**SHORT EXERCISE**
Count how many of the lines below contain the word "green", and reply with only that number.

* BEGIN RECORDS SHOWN *

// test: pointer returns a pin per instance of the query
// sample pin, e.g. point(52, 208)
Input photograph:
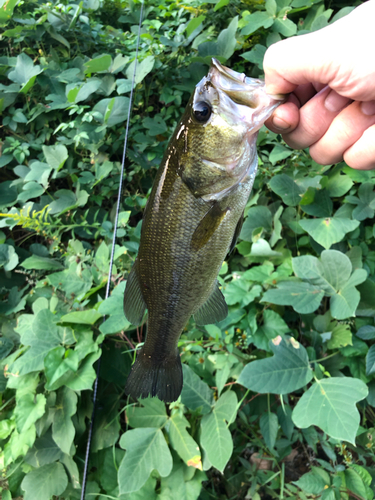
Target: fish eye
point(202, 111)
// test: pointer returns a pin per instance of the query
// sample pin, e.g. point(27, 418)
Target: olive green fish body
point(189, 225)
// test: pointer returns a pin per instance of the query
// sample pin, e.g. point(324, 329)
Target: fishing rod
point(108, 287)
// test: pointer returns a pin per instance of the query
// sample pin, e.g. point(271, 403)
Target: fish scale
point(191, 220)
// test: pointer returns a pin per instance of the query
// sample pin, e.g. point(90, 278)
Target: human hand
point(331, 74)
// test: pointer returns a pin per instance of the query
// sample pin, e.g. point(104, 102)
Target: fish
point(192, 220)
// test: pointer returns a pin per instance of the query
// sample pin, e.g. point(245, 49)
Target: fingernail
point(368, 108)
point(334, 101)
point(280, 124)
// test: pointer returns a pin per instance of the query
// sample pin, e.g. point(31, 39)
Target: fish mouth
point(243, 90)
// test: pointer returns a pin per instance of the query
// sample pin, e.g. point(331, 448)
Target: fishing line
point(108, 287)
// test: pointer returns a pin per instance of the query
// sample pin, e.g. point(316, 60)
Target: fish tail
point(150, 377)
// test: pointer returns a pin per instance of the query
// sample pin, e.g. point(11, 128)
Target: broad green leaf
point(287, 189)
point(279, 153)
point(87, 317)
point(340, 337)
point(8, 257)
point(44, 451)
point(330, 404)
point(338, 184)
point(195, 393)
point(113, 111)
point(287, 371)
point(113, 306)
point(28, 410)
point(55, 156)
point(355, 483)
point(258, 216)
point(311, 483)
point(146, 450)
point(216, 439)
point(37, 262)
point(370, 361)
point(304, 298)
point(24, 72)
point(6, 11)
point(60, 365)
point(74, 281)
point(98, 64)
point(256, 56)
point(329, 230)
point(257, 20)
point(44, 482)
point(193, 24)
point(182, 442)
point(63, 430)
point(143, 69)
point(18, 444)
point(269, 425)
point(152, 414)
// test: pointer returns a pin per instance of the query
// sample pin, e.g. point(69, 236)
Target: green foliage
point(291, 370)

* END RECORDS SHOWN *
* BEGIN RECORDS SHOWN *

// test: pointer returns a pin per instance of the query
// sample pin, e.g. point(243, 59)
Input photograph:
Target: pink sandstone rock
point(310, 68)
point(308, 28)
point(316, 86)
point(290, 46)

* END RECORDS SHOWN *

**SOLUTION**
3